[Dataset entries]

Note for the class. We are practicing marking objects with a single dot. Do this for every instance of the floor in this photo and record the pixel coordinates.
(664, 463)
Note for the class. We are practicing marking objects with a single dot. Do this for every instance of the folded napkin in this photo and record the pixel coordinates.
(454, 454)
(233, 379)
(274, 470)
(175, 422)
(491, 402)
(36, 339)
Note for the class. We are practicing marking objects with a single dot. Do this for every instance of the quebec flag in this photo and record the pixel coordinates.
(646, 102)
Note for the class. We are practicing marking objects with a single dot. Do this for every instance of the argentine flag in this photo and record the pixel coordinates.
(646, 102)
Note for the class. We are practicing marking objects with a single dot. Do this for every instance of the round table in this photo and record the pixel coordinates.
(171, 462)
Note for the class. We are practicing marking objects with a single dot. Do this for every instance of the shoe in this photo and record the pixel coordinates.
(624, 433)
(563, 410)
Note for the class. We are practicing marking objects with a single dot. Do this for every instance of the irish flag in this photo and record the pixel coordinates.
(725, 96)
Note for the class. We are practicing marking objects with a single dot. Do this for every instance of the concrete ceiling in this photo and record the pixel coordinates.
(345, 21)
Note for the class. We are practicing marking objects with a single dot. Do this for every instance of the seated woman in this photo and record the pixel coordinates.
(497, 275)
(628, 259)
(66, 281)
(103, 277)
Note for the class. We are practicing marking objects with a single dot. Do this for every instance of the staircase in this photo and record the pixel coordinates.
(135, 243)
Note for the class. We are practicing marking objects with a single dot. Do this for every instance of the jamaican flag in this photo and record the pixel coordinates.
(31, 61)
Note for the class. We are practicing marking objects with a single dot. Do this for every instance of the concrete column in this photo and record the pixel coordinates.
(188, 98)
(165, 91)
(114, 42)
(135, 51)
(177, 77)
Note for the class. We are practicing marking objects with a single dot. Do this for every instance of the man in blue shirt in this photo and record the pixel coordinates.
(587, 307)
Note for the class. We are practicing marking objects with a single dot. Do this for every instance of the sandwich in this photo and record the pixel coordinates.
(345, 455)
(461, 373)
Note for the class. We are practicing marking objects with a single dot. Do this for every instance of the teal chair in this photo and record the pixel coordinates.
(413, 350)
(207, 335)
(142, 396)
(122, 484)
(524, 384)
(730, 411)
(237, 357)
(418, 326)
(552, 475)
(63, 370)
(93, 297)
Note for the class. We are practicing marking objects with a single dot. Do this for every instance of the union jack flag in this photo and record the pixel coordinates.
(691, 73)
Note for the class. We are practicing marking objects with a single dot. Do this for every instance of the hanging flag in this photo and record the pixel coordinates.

▶ _Work order_
All of the records should be repeated precisely as written.

▶ _Your solution_
Note for the class. We are practicing marking objects with a single dot. Do this for every instance of the floor in this photo and record the pixel coordinates.
(664, 463)
Note for the class. We are practicing marking objects with a single dot. Do this for every instance of the folded napkin in this photo and record the pixel coordinates.
(454, 454)
(233, 379)
(274, 470)
(175, 422)
(491, 402)
(36, 339)
Note for the class. We are practicing marking objects with a single dot. Do this for every instance of the quebec flag in this photo and record the pixel coordinates.
(646, 102)
Note for the class. We are practicing marking objects with a single dot. Do this for every instance of the argentine flag in this photo and record the pixel coordinates.
(646, 102)
Note for the class. We are practicing marking objects with a single dot. Do this for every instance of the round table in this photo and record the pixel coordinates.
(171, 462)
Note for the class. We are practicing marking objects with a single dot. Do this for every instance of the shoe in this photo and record the pixel coordinates.
(624, 433)
(563, 410)
Note for the class. We are practicing marking objects with a single dot. Do this for every instance of the irish flag in this photo and record the pixel coordinates.
(725, 96)
Note for the class. We are practicing marking objects with a single dot. Do this for every instance of the concrete ceiling in this photo and record the pixel coordinates.
(345, 21)
Note for the class. We are practicing marking objects with a single dot. Do this for every instance of the seated woman in this photo and record the pixel coordinates.
(497, 275)
(628, 259)
(66, 281)
(103, 277)
Note for the class. We are practicing marking objects with a single dot. Do this for every instance of the staircase in this photo and record the pixel coordinates.
(135, 243)
Note for the class. We are practicing marking objects with a single dot. Do this for every instance of the jamaican flag in this photo and record the pixel coordinates.
(31, 61)
Note for the class. We are practicing marking objects with a single dot. Do this for every instance of the concrete column in this photo and record the pixel coordinates.
(188, 98)
(165, 91)
(114, 42)
(135, 51)
(177, 77)
Note for the class. We are practicing marking objects with a single dot. Do this for every instance of the man in blue shirt in this photo and record the pixel coordinates.
(587, 307)
Note for the class. We are practicing marking objects with a single dot. Do this for every instance of the sandwich in this photo and record the pixel coordinates.
(345, 455)
(461, 373)
Note for the class. We are practicing marking objects with a single dot. Do this for every instance of the teal chair in this photo and record the pixel coordinates.
(413, 350)
(207, 335)
(142, 396)
(122, 484)
(524, 384)
(730, 411)
(237, 357)
(418, 326)
(552, 475)
(63, 370)
(93, 297)
Note for the class. We are practicing marking objects with a single dot. Do this for every instance of the union jack flag in this photo and record the pixel coordinates.
(691, 73)
Note for the class. We are practicing marking objects with a single dot. Do this for every instance of the hanging flag in this photo and record the pixel coordinates.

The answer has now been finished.